* _Exercise tasks_:
a - For the BabelStream text, decide whether each statement agrees with it, answering yes or no and quoting the deciding words: (i) RAJA and Kokkos matched hand-written OpenMP performance for both the triad and dot kernels; (ii) allocating device arrays with acc malloc works correctly on GPUs; (iii) the SYCL dot kernel runs faster than the OpenCL one.
b - Reproduce the BabelStream text word for word, from "As such they" up to and including "implementation.".

* _Text provided_:
* begin *
Both RAJA and Kokkos use the OpenMP
programming model to implement parallel execution on
CPUs. The performance results on all four CPUs tested
show that RAJA and Kokkos performance matches
that of hand-written OpenMP for BabelStream for
both the triad and dot kernels. This result shows that
both RAJA and Kokkos provide little overhead over
writing OpenMP code directly, at least for BabelStream.
As such they may provide a viable alternative to
OpenMP for writing code in a parallel C++-style
programming model compared to the directive based
approach in OpenMP. However as noted above, C++
compiler implementations of OpenMP may suffer from
a performance loss compared to a C with OpenMP
implementation.
We used PGI’s implementation of OpenACC for
multi-core CPUs, requesting thread pinning using
MP BIND=yes and specifying the number of threads with
ACC NUM CORES. OpenACC does not demonstrate good
Evaluating attainable memory bandwidth of parallel programming models via BabelStream 9
peak performance on the CPUs in general, as can be seen
in Figs. 19b and 20b, which we attribute to poor NUMA
behaviour. Although we use a parallel loop to initialise
the data in each array, we conclude that the directive
used to create the device allocations is undesirably
allocating data on a single socket. If we instead use
the acc malloc routine to allocate the device arrays we
observe much higher performance on CPUs, however this
approach currently does not function correctly on GPUs,
and we assert that our original directive approach should
exhibit the correct first-touch behaviour.
OpenCL is able to run on the CPU as well, and
we tested using the Intel OpenCL runtime. For the
triad kernel OpenCL gets close to the C++ OpenMP
performance in Sandy Bridge and Haswell, but is lower
on Ivy Bridge and Broadwell, as seen in Fig. 19c.
The dot kernel struggles to match the C++ OpenMP
performance, however achieves similar to OpenACC
performance in Fig. 20c. We can achieve higher reduction
performance on CPUs in OpenCL by using a more
cache-friendly access pattern, but this approach results
in performance degradation on the GPU devices. This
performance portability issue arises due to the explicit
nature of OpenCL, which forces the programmer to
describe the memory access pattern.
Figure 19c shows that SYCL has little overhead
for the triad kernel over OpenCL. However Fig. 20c
shows that the dot kernel is around 20-30% slower than
OpenCL, which could indicate some overheads in the
code generated for local memory use and work-item
synchronisation.
4.2.4 Intel Xeon Phi (Knights Landing)
The Intel Xeon Phi (KNL) has MCDRAM memory
which offers an increased memory bandwidth over the
DDR found in the the other CPUs. It is clear in Fig. 19a
that this device provides a significant improvement over
all the CPUs for the triad kernels. It also demonstrated
more bandwidth than the GDDR GPUs, however the
P100 with HBM2 does offer a further improvement.
* end *
* _Collected data_:
* begin *
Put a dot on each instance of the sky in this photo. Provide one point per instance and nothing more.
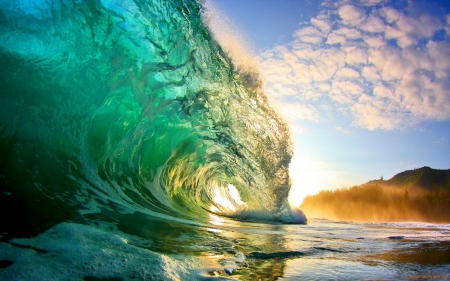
* end *
* _Responses to the tasks_:
a -
(i) Yes: "RAJA and Kokkos performance matches that of hand-written OpenMP for BabelStream for both the triad and dot kernels"
(ii) No: "this approach currently does not function correctly on GPUs"
(iii) No: "the dot kernel is around 20-30% slower than OpenCL"

b -
As such they may provide a viable alternative to
OpenMP for writing code in a parallel C++-style
programming model compared to the directive based
approach in OpenMP. However as noted above, C++
compiler implementations of OpenMP may suffer from
a performance loss compared to a C with OpenMP
implementation.